## TASK DETAILS
Copy out every line from the one containing "with red roof" through the last line below, requests included, and shift each coordinate in the answers by adding 25.

Collected data entries
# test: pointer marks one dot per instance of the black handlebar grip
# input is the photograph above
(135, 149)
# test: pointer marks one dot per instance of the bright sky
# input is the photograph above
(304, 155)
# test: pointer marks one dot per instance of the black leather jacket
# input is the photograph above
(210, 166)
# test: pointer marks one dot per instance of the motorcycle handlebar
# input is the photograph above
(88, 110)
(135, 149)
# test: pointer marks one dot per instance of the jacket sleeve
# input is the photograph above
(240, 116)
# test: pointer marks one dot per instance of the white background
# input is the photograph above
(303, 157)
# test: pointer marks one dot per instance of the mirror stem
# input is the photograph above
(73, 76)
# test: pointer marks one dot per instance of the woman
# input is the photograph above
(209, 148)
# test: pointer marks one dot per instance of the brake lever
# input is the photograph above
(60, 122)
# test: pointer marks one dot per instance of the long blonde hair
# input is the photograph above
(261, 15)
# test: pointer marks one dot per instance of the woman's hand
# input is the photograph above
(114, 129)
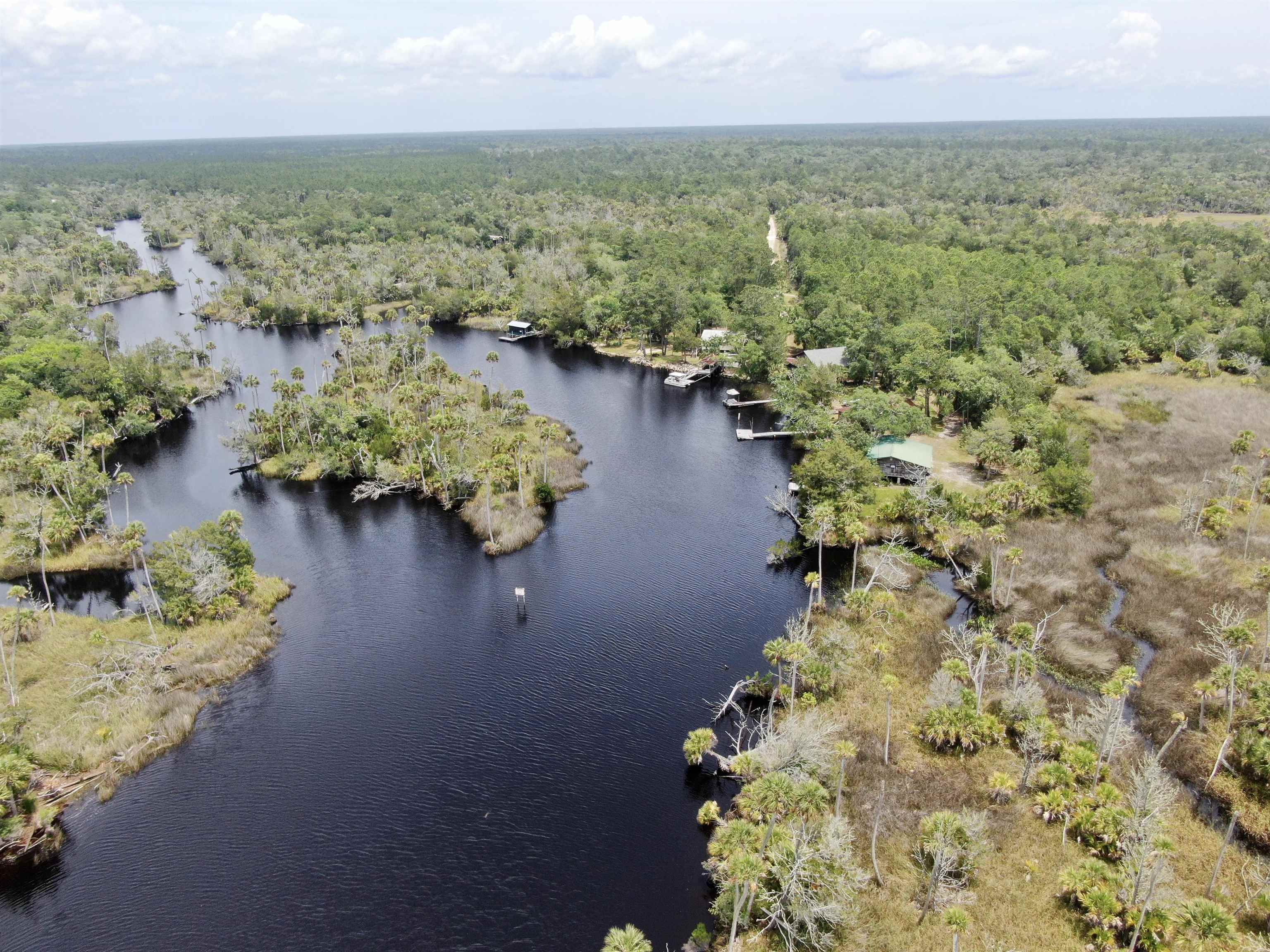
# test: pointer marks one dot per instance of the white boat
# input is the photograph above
(686, 378)
(518, 331)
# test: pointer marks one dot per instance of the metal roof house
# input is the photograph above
(517, 331)
(826, 356)
(903, 459)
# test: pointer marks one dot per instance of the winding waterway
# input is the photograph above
(416, 766)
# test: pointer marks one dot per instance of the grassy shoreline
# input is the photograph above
(86, 733)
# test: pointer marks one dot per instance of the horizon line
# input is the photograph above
(582, 130)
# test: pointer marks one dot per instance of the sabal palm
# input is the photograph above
(627, 938)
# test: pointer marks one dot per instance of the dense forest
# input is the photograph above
(1074, 318)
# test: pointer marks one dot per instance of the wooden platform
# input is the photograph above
(771, 435)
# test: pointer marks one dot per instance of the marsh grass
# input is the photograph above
(1015, 897)
(1142, 462)
(72, 728)
(98, 552)
(516, 526)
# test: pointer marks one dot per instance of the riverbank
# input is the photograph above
(1161, 441)
(401, 421)
(19, 554)
(98, 700)
(865, 724)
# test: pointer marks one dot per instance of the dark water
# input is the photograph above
(415, 766)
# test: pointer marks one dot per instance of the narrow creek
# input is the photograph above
(417, 766)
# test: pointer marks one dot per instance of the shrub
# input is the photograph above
(959, 728)
(709, 814)
(1070, 488)
(204, 573)
(543, 493)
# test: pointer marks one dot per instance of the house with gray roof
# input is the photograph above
(826, 356)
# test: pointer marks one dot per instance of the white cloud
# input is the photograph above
(1248, 73)
(1139, 31)
(38, 32)
(585, 51)
(463, 50)
(909, 56)
(268, 36)
(1099, 73)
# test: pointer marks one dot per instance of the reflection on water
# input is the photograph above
(415, 766)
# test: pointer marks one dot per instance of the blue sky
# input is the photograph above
(93, 70)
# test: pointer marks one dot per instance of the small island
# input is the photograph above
(86, 701)
(399, 419)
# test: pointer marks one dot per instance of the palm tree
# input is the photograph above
(492, 358)
(136, 531)
(855, 532)
(889, 682)
(1204, 924)
(253, 383)
(1203, 688)
(699, 743)
(958, 921)
(845, 751)
(10, 663)
(746, 871)
(773, 795)
(486, 471)
(628, 938)
(14, 776)
(822, 519)
(1014, 557)
(813, 582)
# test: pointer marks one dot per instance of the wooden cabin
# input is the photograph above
(903, 460)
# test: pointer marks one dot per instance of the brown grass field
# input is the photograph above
(1014, 903)
(1172, 577)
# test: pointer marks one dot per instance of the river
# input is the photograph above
(416, 766)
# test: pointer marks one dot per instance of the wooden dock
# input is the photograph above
(771, 435)
(515, 338)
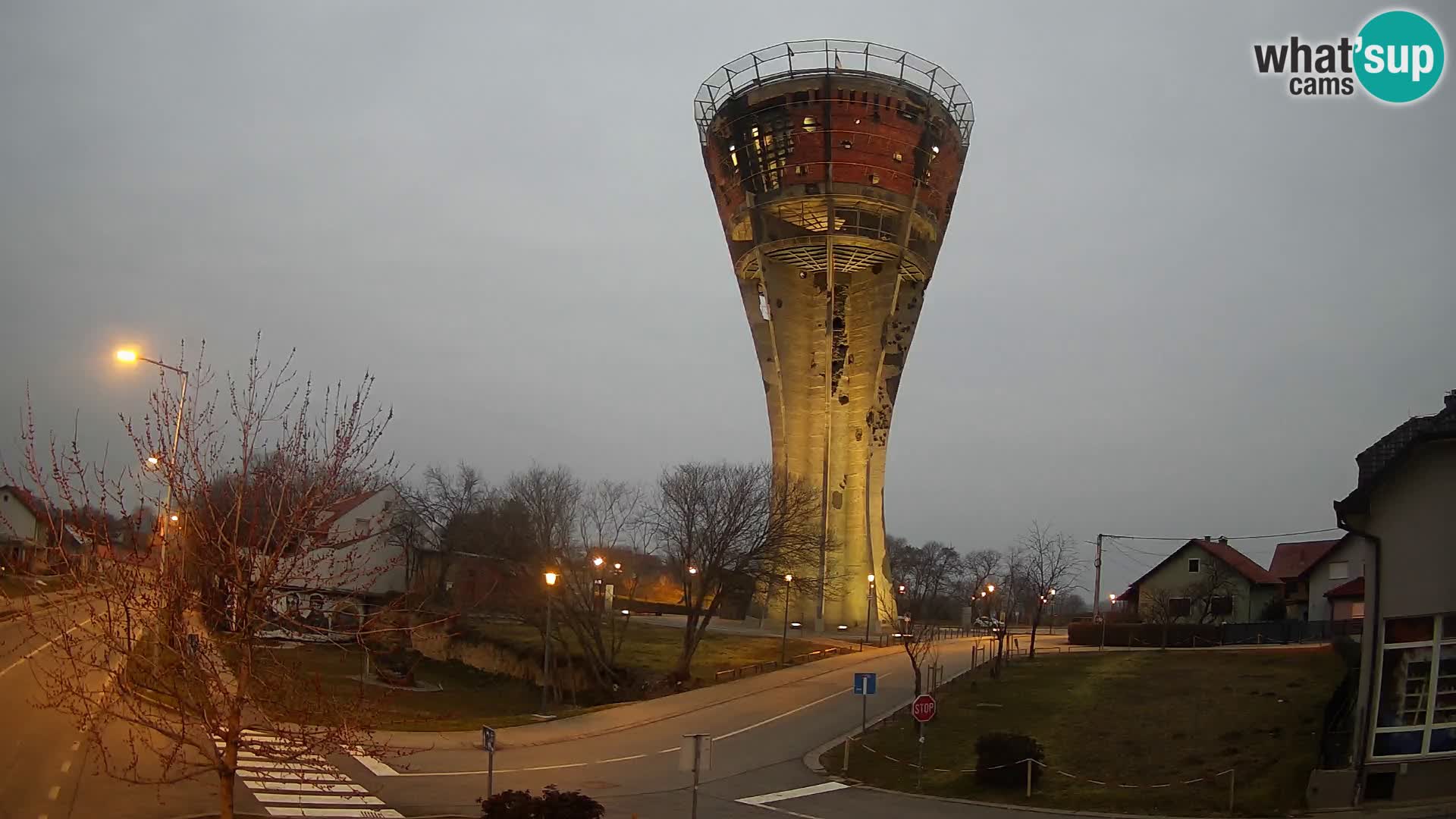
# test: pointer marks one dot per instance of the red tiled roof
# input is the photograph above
(1238, 561)
(1351, 589)
(1293, 560)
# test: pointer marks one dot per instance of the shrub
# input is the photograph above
(998, 755)
(551, 805)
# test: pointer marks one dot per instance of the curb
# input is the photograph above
(811, 760)
(626, 726)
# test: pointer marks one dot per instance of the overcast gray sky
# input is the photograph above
(1172, 299)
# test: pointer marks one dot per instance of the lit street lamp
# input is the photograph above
(870, 607)
(783, 645)
(131, 357)
(551, 580)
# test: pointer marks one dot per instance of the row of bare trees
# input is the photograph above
(717, 531)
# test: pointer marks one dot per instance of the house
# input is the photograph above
(353, 566)
(1292, 563)
(1402, 510)
(24, 528)
(36, 541)
(1338, 576)
(1204, 580)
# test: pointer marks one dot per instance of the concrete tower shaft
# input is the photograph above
(835, 168)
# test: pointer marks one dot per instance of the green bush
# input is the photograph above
(551, 805)
(999, 760)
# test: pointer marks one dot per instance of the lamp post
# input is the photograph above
(599, 596)
(130, 357)
(551, 582)
(870, 607)
(783, 643)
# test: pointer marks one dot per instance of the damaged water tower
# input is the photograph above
(835, 165)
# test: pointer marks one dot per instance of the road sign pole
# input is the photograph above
(698, 751)
(919, 765)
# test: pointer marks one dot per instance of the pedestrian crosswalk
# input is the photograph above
(291, 783)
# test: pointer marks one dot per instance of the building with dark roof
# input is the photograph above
(1402, 510)
(1204, 580)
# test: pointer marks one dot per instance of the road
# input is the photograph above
(761, 727)
(47, 765)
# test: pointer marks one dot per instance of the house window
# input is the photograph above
(1416, 700)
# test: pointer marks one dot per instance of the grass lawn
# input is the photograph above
(469, 697)
(654, 649)
(1128, 717)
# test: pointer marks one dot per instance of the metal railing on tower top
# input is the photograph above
(814, 57)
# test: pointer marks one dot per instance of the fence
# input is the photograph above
(1194, 634)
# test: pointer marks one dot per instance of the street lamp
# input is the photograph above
(131, 357)
(783, 643)
(870, 605)
(551, 582)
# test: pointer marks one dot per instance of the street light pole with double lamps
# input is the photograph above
(131, 357)
(551, 580)
(870, 607)
(783, 645)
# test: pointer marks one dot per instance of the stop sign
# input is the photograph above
(924, 708)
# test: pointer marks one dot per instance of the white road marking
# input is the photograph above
(376, 767)
(795, 793)
(786, 713)
(293, 776)
(49, 643)
(275, 765)
(262, 786)
(348, 812)
(316, 799)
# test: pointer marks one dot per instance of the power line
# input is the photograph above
(1239, 538)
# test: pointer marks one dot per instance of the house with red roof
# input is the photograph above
(1204, 580)
(1293, 564)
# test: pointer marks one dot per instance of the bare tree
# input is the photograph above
(438, 515)
(977, 569)
(737, 526)
(162, 661)
(1050, 560)
(609, 545)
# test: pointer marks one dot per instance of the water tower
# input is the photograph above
(835, 168)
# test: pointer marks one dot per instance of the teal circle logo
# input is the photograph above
(1400, 55)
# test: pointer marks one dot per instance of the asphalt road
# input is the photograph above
(49, 768)
(759, 742)
(41, 752)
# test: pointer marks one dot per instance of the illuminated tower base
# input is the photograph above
(835, 168)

## SOLUTION
# test: pointer marks one dot per instance of the house with red roof
# input is the photograph above
(1229, 605)
(1318, 589)
# test: pointer marks one dot per instance of the bare tree
# input is the photograph above
(463, 540)
(1002, 594)
(762, 551)
(187, 686)
(1075, 585)
(634, 570)
# test: pointer marks one dot per instance of the water tower
# input is the photograph above
(860, 193)
# test: pointer marks one dot per instance of the teal circle logo
# input is the photograph above
(1425, 80)
# test: pointer marks one dot per instance of the asphalt road
# input is the photograph above
(74, 793)
(784, 767)
(66, 777)
# test: pointer marks one dot per instance of the illuminated tower base
# input is the photograph above
(860, 193)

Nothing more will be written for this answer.